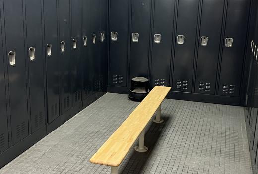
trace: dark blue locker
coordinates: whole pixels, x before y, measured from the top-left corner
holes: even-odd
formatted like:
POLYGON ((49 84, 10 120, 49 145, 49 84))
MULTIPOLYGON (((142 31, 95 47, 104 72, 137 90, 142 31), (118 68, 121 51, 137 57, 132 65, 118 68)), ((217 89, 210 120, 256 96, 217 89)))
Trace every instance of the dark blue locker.
POLYGON ((170 85, 174 9, 175 0, 155 0, 153 32, 151 36, 152 87, 170 85))
MULTIPOLYGON (((0 19, 1 18, 0 17, 0 19)), ((0 28, 2 29, 0 22, 0 28)), ((9 147, 8 124, 6 111, 6 96, 5 95, 5 82, 3 66, 3 52, 2 50, 2 38, 0 34, 0 154, 9 147)))
POLYGON ((199 0, 178 1, 172 90, 191 92, 199 0))
POLYGON ((91 94, 92 69, 92 42, 91 29, 91 0, 81 1, 82 5, 82 71, 83 71, 83 98, 85 100, 91 94))
POLYGON ((44 0, 48 123, 60 115, 60 62, 58 54, 57 1, 44 0))
POLYGON ((3 0, 12 145, 28 135, 22 0, 3 0), (15 21, 15 22, 14 22, 15 21))
POLYGON ((218 91, 220 95, 239 95, 249 6, 250 0, 228 1, 218 91))
POLYGON ((64 113, 71 107, 70 35, 70 0, 59 0, 59 53, 61 65, 61 113, 64 113))
POLYGON ((81 0, 71 1, 71 25, 72 43, 71 52, 71 86, 72 106, 80 103, 82 100, 82 81, 81 67, 81 0))
POLYGON ((130 1, 112 0, 110 4, 109 84, 127 85, 130 1))
POLYGON ((151 0, 132 0, 130 79, 148 78, 151 0))
POLYGON ((45 125, 41 0, 26 0, 27 61, 32 132, 45 125))
POLYGON ((215 94, 224 0, 203 0, 195 93, 215 94))

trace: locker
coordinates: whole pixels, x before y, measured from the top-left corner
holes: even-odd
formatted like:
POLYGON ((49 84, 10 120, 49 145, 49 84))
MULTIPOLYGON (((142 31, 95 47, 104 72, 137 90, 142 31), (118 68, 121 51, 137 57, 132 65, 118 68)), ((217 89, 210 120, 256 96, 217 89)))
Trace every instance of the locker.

-----

Please rewrite every line of the records above with "top-left corner" changed to "upper-left corner" and nothing else altered. Leave out the pictures.

- _EXERCISE ANSWER_:
trace: dark blue locker
coordinates: whole pixels, x before y, measured from the upper-left corner
holes: even-odd
formatted like:
POLYGON ((49 84, 10 120, 49 145, 49 84))
MULTIPOLYGON (((142 31, 95 47, 104 72, 137 90, 142 31), (118 68, 121 51, 137 57, 132 65, 118 68)), ((217 89, 210 120, 256 96, 217 89)))
Trace every instance of the dark blue locker.
POLYGON ((170 85, 174 9, 175 0, 155 0, 153 32, 151 36, 152 87, 170 85))
MULTIPOLYGON (((0 19, 1 18, 0 17, 0 19)), ((0 28, 2 29, 0 22, 0 28)), ((9 147, 8 124, 6 111, 6 96, 5 95, 5 82, 3 66, 3 52, 2 50, 2 38, 0 34, 0 154, 9 147)))
POLYGON ((199 0, 178 1, 172 90, 191 92, 199 0))
POLYGON ((91 94, 92 69, 92 42, 91 29, 91 0, 81 1, 82 5, 82 71, 83 71, 83 98, 85 100, 91 94))
POLYGON ((44 0, 48 123, 60 115, 60 62, 58 54, 57 1, 44 0))
POLYGON ((3 0, 12 145, 28 135, 22 0, 3 0), (15 21, 15 22, 14 22, 15 21))
POLYGON ((218 91, 220 95, 239 95, 249 6, 250 0, 228 1, 218 91))
POLYGON ((64 113, 71 107, 70 35, 70 0, 59 0, 59 53, 61 65, 61 113, 64 113))
POLYGON ((81 0, 71 1, 71 25, 72 43, 71 52, 71 86, 72 106, 80 103, 82 100, 82 81, 81 67, 81 0))
POLYGON ((130 1, 112 0, 110 4, 109 84, 127 85, 130 1))
POLYGON ((151 0, 132 0, 130 79, 148 78, 151 0))
POLYGON ((45 125, 41 0, 26 0, 27 61, 32 132, 45 125))
POLYGON ((215 94, 224 0, 203 0, 195 93, 215 94))

trace: locker
coordinates: whole pixels, x before y, measured from the upper-left corner
holes: even-odd
formatted like:
POLYGON ((49 84, 10 120, 49 145, 49 84))
MULTIPOLYGON (((142 31, 95 47, 104 72, 137 90, 142 31), (118 68, 121 51, 137 57, 132 65, 118 68)), ((217 89, 210 120, 256 96, 217 89)))
Trace every instance of the locker.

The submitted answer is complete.